RECORDED DATA Block Start

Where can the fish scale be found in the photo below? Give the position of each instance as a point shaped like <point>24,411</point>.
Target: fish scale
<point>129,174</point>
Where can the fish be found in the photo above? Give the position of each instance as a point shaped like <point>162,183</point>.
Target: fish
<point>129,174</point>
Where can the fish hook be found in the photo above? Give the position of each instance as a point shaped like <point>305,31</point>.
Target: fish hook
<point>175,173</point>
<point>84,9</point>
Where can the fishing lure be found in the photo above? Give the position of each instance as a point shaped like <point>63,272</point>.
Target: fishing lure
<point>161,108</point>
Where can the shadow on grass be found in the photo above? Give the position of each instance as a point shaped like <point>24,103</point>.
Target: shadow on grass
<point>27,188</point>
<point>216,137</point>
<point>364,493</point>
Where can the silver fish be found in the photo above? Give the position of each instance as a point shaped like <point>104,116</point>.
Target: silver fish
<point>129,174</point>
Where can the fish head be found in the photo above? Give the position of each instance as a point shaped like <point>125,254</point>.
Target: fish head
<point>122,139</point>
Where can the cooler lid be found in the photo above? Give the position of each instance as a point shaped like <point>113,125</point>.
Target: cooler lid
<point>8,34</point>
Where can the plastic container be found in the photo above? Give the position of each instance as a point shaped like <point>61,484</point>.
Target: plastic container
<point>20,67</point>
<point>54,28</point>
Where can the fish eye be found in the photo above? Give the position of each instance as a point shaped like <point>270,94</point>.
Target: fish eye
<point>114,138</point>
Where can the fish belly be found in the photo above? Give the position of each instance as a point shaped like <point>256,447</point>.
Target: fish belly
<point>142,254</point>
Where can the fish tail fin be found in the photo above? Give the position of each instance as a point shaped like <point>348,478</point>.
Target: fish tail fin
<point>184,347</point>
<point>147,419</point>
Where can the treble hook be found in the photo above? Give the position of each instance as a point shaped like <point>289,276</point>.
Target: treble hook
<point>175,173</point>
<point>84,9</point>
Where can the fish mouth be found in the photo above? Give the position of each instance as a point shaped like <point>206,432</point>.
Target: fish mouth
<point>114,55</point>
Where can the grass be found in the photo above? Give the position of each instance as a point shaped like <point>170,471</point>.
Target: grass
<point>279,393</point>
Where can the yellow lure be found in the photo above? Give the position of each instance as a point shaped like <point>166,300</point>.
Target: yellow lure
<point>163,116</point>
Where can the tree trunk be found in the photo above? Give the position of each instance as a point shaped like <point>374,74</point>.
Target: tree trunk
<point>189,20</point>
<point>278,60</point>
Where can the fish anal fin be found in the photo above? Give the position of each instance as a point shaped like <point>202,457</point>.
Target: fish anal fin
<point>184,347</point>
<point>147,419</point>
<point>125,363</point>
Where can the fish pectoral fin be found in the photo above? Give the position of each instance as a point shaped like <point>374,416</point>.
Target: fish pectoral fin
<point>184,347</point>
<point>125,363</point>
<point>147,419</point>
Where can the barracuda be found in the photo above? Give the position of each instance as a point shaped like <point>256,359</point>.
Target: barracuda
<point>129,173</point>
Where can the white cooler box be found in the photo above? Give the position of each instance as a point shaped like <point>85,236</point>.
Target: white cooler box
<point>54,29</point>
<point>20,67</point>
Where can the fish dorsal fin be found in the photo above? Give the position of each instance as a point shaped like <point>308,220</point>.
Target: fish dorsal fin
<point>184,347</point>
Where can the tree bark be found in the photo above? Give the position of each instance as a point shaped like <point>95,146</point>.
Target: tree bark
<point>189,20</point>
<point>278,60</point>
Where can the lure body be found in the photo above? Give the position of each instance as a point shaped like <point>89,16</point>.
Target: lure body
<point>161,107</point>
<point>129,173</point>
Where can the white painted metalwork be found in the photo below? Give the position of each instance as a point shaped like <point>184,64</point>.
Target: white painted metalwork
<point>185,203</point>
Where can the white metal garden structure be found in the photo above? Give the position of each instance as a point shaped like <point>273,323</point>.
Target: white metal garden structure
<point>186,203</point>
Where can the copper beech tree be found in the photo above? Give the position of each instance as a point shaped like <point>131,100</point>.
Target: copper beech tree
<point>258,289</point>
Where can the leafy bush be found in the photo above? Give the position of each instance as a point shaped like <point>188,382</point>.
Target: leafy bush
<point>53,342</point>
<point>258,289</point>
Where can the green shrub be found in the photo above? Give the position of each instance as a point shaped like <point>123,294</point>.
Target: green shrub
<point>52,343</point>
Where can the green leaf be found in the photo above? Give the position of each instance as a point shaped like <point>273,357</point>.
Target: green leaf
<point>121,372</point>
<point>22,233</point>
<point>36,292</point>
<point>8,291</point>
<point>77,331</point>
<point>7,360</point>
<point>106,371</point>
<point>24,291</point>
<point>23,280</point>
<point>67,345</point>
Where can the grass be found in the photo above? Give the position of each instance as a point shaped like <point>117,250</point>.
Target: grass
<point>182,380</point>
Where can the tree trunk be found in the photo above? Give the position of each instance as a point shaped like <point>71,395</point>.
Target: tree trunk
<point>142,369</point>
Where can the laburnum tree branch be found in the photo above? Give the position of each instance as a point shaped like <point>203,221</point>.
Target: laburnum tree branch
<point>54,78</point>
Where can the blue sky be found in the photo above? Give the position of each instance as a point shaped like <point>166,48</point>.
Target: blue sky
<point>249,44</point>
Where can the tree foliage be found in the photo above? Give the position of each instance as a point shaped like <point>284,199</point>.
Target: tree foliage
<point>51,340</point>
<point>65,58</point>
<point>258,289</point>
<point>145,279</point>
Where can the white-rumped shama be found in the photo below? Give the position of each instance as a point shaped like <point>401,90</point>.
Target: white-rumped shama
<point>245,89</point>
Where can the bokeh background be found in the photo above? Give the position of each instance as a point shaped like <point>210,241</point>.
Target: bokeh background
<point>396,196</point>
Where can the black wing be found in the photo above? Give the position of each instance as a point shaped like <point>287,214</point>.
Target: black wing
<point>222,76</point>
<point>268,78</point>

RECORDED DATA Block End

TASK BRIEF:
Ascertain the number of lines in the entries that include the word "below", and report only that number.

RESULT OF THIS EXERCISE:
3